**** Document text

Advanced matrix methods
Eigen-stuff
Eigendecomposition-based methods: SVD, PCA, LDA
import numpy as np
from matplotlib import pyplot as plt
%matplotlib inline
For three matrices ${A}$, ${B}$, and ${C}$ we have the following properties
Commutative Law of Addition: ${A} + {B} = {B} + {A}$
Associative Law of Addition: $(\textit{A} + \textit{B}) + \textit{C} = \textit{A} + (\textit{B} + \textit{C})$
Associative Law of Multiplication: $\textit{A}(\textit{B}\textit{C}) = (\textit{A}\textit{B})\textit{C}$
Distributive Law: $\textit{A}(\textit{B} + \textit{C}) = \textit{A}\textit{B} + \textit{A}\textit{C}$
Identity: There is the matrix equivalent of one. We define a matrix ${I_n}$ of dimension $n \times n$ such that the elements of ${I_n}$ are all zero, except the diagonal elements $i=j$; where $i_{ii} = 1$
Zero: We define a matrix 0 of $m \times n$ dimension as the matrix where all components $ij$ are 0
$I_3 = \begin{bmatrix} 1 & 0 & 0\\ 0 & 1 & 0 \\ 0 & 0 & 1\\ \end{bmatrix}$
Here we can write $\textit{I}\textit{B} = \textit{B}\textit{I} = \textit{B}$ or $\textit{I}\textit{I} = \textit{I}$
Again, it is important to reiterate that matrices are not in general commutative with respect to multiplication. That is to say that the left and right products of matrices are, in general different.

********

● **List of tasks**:
a) Name every property that the matrix methods page calls a "Law."
b) Pick up the matrix methods page right after its final sentence and keep writing.

**** Supplied records

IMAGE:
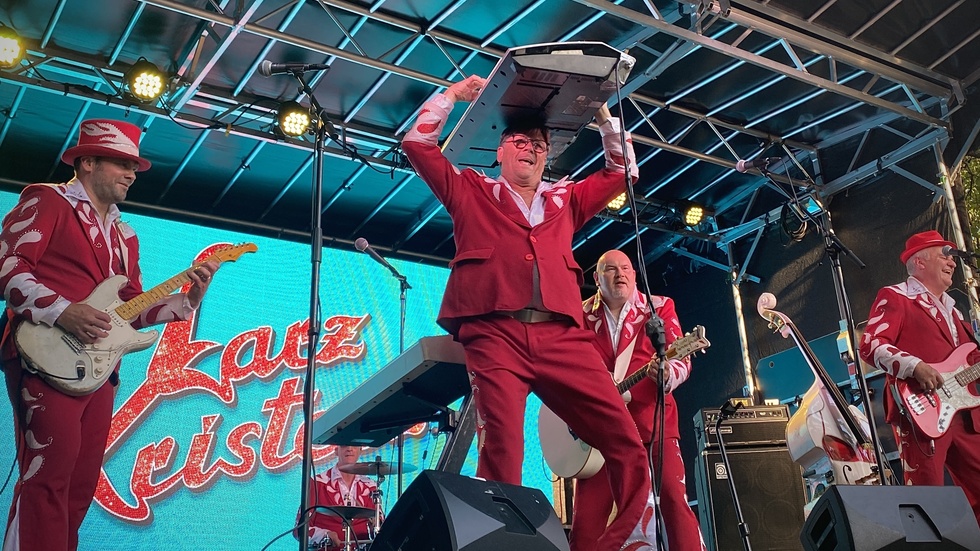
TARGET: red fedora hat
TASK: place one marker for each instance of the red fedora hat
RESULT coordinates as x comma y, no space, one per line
923,240
107,138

********

● **Answers for the tasks**:
a)
Commutative Law of Addition
Associative Law of Addition
Associative Law of Multiplication
Distributive Law

b)
$AB \neq BA$
import numpy as np
np.eye(3)
array([[1., 0., 0.], [0., 1., 0.], [0., 0., 1.]])
Use your Jupyter notebook to demonstrate the following operations using NumPy:
Also test for yourself what happens when sizes do not match properly
A = np.asarray([[1,2],[4,5]])
B = np.asarray([[3,4,6],[4,5,7],[7,8,9]])
#A + B
np.matmul(A,B)
--------------------------------------------------------------------------- ValueError Traceback (most recent call last) <ipython-input-5-81694fb11724> in <module>() 3 4 #A + B ----> 5 np.matmul(A,B) ValueError: shapes (2,2) and (3,3) not aligned: 2 (dim 1) != 3 (dim 0)
A = np.asarray([[1,2],[4,5],[1,2]])
B = np.asarray([[3,4],[5,7],[7,8]])
B = B.transpose()
#A + B
#print(np.matmul(A,B))
print(A@B)
[[11 19 23] [32 55 68] [11 19 23]]
A = np.asarray([[1,2],[4,5],[1,2]])
B = np.asarray([[3,4],[5,7],[7,8]])
# np.matmul(A,B.transpose())
A@B.transpose()
A system of equations of the form: \begin{align*} a_{11}x_1 + \cdots + a_{1n}x_n &= b_1 \\ \vdots \hspace{1in} \vdots \\ a_{m1}x_1 + \cdots + a_{mn}x_n &= b_m \end{align*} can be written as a matrix equation: $$ A\mathbf{x} = \mathbf{b} $$
Can describe problems in Physics, Engineering, Regression, etc.
In Linear Algebra, can be directly solved as $$ \mathbf{x} = A^{-1}\mathbf{b} $$
The inverse generally doesn't exist unless conditions are just right. Know them?
The inverse of a square $n \times n$ matrix $X$ is an $n \times n$ matrix $X^{-1}$ such that
$$X^{-1}X = XX^{-1} = I$$
Where $I$ is the identity matrix, an $n \times n$ diagonal matrix with 1's along the diagonal.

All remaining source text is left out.